WHAT YOU WILL DO -
Set down the complete data exactly as it appears below.

SOURCE DATA -
*** Block opens ***
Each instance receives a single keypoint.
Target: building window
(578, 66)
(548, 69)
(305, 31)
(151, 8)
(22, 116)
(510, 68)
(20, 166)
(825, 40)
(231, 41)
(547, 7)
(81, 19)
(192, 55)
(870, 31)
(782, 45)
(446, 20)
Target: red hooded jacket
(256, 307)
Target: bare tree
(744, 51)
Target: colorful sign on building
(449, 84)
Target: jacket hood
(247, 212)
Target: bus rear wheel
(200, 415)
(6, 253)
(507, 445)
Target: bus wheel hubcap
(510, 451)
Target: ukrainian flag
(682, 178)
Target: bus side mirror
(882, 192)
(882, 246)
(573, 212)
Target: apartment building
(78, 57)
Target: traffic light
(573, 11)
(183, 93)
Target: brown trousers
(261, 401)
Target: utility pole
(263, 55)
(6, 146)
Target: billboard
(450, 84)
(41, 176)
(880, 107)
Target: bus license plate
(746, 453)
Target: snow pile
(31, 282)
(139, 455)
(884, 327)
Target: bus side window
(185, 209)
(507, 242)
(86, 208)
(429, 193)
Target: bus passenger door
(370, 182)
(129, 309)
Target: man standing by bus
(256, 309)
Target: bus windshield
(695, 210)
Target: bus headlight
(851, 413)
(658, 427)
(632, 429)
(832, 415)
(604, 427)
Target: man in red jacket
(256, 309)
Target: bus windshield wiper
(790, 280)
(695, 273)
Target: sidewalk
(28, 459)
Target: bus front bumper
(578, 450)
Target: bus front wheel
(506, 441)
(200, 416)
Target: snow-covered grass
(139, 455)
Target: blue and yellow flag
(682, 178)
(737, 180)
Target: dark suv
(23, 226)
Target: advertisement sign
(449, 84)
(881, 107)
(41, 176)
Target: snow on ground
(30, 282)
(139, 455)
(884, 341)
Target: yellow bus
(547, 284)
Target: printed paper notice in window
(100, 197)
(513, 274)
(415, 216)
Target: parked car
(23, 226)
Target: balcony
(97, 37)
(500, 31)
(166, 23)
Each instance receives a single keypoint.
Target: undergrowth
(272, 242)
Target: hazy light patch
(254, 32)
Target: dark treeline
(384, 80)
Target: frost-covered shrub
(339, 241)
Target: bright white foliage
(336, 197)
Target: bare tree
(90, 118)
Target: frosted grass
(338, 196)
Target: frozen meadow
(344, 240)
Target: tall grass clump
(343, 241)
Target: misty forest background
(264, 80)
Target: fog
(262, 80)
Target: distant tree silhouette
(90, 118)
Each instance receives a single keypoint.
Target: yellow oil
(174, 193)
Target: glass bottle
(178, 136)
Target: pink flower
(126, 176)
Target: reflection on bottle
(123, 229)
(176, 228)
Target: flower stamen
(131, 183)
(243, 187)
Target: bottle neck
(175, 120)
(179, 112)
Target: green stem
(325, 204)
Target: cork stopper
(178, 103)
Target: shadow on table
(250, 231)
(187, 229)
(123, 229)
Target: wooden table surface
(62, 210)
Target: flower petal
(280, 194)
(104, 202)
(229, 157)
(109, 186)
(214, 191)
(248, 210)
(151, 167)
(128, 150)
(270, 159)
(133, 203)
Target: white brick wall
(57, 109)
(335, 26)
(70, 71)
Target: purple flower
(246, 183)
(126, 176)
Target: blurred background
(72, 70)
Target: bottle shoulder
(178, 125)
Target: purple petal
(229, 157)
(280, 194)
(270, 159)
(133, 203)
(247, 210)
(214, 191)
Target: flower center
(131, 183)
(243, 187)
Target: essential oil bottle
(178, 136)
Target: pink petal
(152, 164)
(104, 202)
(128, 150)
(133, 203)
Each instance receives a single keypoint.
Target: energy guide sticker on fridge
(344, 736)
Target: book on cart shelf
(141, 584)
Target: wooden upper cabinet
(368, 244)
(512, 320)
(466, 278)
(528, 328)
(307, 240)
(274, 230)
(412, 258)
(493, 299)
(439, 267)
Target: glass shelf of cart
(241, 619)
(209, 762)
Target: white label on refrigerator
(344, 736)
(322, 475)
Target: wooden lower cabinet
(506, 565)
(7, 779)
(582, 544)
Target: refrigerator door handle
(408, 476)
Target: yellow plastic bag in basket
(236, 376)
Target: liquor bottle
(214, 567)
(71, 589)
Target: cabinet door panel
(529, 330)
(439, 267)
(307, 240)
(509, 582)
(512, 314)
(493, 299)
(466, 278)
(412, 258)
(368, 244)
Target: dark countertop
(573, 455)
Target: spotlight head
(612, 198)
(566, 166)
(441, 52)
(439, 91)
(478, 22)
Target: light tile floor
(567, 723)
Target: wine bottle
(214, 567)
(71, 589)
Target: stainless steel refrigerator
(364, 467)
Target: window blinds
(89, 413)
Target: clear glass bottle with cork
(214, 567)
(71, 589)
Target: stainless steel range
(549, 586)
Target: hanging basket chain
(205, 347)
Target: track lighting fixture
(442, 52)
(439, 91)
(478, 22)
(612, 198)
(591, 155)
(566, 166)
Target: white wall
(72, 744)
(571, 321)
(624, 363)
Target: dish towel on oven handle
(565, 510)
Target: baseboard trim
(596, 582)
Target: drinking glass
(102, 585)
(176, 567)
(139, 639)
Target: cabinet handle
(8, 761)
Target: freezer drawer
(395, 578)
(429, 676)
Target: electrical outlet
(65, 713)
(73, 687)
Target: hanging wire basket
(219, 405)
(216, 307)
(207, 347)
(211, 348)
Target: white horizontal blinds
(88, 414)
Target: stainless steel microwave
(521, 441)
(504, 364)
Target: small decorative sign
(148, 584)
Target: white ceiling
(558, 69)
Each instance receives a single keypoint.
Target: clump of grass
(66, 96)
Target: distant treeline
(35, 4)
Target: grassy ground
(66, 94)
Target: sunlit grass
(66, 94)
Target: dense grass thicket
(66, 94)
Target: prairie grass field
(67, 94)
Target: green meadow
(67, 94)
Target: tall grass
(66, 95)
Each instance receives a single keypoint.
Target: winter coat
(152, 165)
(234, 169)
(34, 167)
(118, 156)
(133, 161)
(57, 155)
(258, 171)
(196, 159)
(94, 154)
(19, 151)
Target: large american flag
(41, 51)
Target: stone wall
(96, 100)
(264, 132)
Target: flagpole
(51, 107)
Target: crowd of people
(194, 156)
*** Block closes ***
RESPONSE BOX -
Each instance receives a single keypoint.
Target: building window
(578, 66)
(548, 69)
(305, 31)
(151, 8)
(22, 116)
(510, 68)
(20, 166)
(825, 40)
(231, 41)
(547, 7)
(81, 19)
(192, 55)
(870, 31)
(782, 45)
(446, 20)
Target: red hooded jacket
(256, 307)
Target: bare tree
(744, 51)
Target: colorful sign on building
(449, 84)
Target: jacket hood
(247, 212)
Target: bus rear wheel
(200, 415)
(6, 253)
(507, 445)
Target: bus wheel hubcap
(510, 451)
Target: ukrainian flag
(682, 178)
Target: bus side mirror
(882, 192)
(882, 246)
(573, 212)
Target: apartment building
(78, 57)
Target: traffic light
(573, 11)
(183, 93)
Target: brown trousers
(261, 401)
Target: utility pole
(263, 55)
(6, 146)
Target: billboard
(450, 84)
(41, 176)
(880, 107)
Target: bus license plate
(746, 453)
Target: snow pile
(31, 282)
(139, 455)
(884, 327)
Target: bus side window
(185, 209)
(507, 242)
(86, 208)
(429, 193)
Target: bus passenger door
(370, 182)
(129, 309)
Target: man standing by bus
(256, 309)
Target: bus windshield
(695, 210)
Target: bus headlight
(851, 413)
(658, 427)
(632, 429)
(832, 415)
(604, 427)
Target: man in red jacket
(256, 309)
Target: bus windshield wiper
(790, 280)
(695, 273)
Target: sidewalk
(28, 459)
Target: bus front bumper
(578, 450)
Target: bus front wheel
(506, 441)
(200, 416)
Target: snow-covered grass
(139, 455)
Target: blue and yellow flag
(682, 178)
(737, 180)
Target: dark suv
(23, 226)
Target: advertisement sign
(449, 84)
(881, 107)
(41, 176)
Target: snow on ground
(30, 282)
(139, 455)
(884, 341)
Target: yellow bus
(547, 284)
Target: printed paper notice in window
(100, 197)
(513, 274)
(415, 216)
Target: parked car
(23, 226)
Target: balcony
(97, 37)
(500, 31)
(166, 23)
Each instance receives a single keypoint.
Target: undergrowth
(272, 242)
Target: hazy light patch
(254, 32)
Target: dark treeline
(384, 80)
Target: frost-covered shrub
(339, 241)
Target: bright white foliage
(336, 197)
Target: bare tree
(90, 118)
Target: frosted grass
(338, 196)
Target: frozen meadow
(344, 240)
Target: tall grass clump
(343, 241)
Target: misty forest background
(264, 80)
Target: fog
(262, 80)
Target: distant tree silhouette
(90, 118)
Each instance receives a single keypoint.
Target: yellow oil
(174, 193)
Target: glass bottle
(178, 136)
Target: pink flower
(126, 176)
Target: reflection on bottle
(123, 229)
(176, 228)
Target: flower stamen
(131, 183)
(243, 187)
Target: bottle neck
(175, 120)
(179, 112)
Target: green stem
(325, 204)
Target: cork stopper
(178, 103)
Target: shadow on table
(250, 231)
(187, 229)
(123, 229)
Target: wooden table surface
(62, 210)
Target: flower petal
(280, 194)
(104, 202)
(229, 157)
(109, 186)
(214, 191)
(248, 210)
(151, 167)
(128, 150)
(270, 159)
(133, 203)
Target: white brick wall
(57, 109)
(335, 26)
(70, 71)
Target: purple flower
(246, 183)
(126, 176)
Target: blurred background
(72, 70)
Target: bottle shoulder
(178, 125)
Target: purple petal
(229, 157)
(280, 194)
(270, 159)
(133, 203)
(247, 210)
(214, 191)
Target: flower center
(131, 183)
(243, 187)
Target: essential oil bottle
(178, 136)
Target: pink petal
(152, 164)
(104, 202)
(128, 150)
(133, 203)
Each instance receives a single keypoint.
Target: energy guide sticker on fridge
(344, 736)
Target: book on cart shelf
(141, 584)
Target: wooden upper cabinet
(368, 244)
(512, 320)
(466, 278)
(528, 328)
(307, 240)
(274, 230)
(412, 258)
(493, 299)
(439, 267)
Target: glass shelf of cart
(241, 619)
(209, 762)
Target: white label on refrigerator
(344, 736)
(322, 475)
Target: wooden lower cabinet
(506, 565)
(7, 779)
(582, 544)
Target: refrigerator door handle
(408, 476)
Target: yellow plastic bag in basket
(236, 376)
Target: liquor bottle
(214, 567)
(71, 589)
Target: cabinet door panel
(529, 330)
(439, 267)
(307, 240)
(509, 582)
(512, 314)
(493, 299)
(466, 278)
(412, 258)
(368, 244)
Target: dark countertop
(573, 455)
Target: spotlight head
(612, 198)
(566, 166)
(441, 52)
(439, 91)
(478, 22)
Target: light tile floor
(567, 723)
Target: wine bottle
(214, 567)
(71, 589)
Target: stainless steel refrigerator
(364, 467)
Target: window blinds
(89, 413)
Target: clear glass bottle with cork
(214, 567)
(71, 589)
Target: stainless steel range
(549, 586)
Target: hanging basket chain
(205, 347)
Target: track lighting fixture
(442, 52)
(439, 91)
(478, 22)
(612, 198)
(591, 155)
(566, 166)
Target: white wall
(72, 744)
(571, 321)
(624, 363)
Target: dish towel on oven handle
(565, 510)
Target: baseboard trim
(596, 582)
Target: drinking glass
(102, 585)
(176, 567)
(139, 639)
Target: cabinet handle
(8, 761)
Target: freezer drawer
(395, 578)
(429, 676)
Target: electrical outlet
(65, 713)
(73, 687)
Target: hanging wire basket
(219, 405)
(216, 307)
(207, 347)
(211, 348)
Target: white horizontal blinds
(88, 414)
Target: stainless steel microwave
(521, 441)
(504, 364)
Target: small decorative sign
(148, 584)
Target: white ceiling
(558, 69)
Each instance receives a single keypoint.
Target: clump of grass
(66, 96)
Target: distant treeline
(35, 4)
Target: grassy ground
(66, 94)
Target: sunlit grass
(66, 94)
Target: dense grass thicket
(66, 94)
Target: prairie grass field
(67, 94)
Target: green meadow
(67, 94)
Target: tall grass
(66, 95)
Each instance receives a single keypoint.
Target: winter coat
(152, 165)
(234, 169)
(34, 167)
(118, 156)
(133, 161)
(57, 155)
(258, 171)
(196, 159)
(94, 154)
(19, 151)
Target: large american flag
(41, 51)
Target: stone wall
(96, 100)
(264, 132)
Target: flagpole
(51, 107)
Target: crowd of people
(194, 156)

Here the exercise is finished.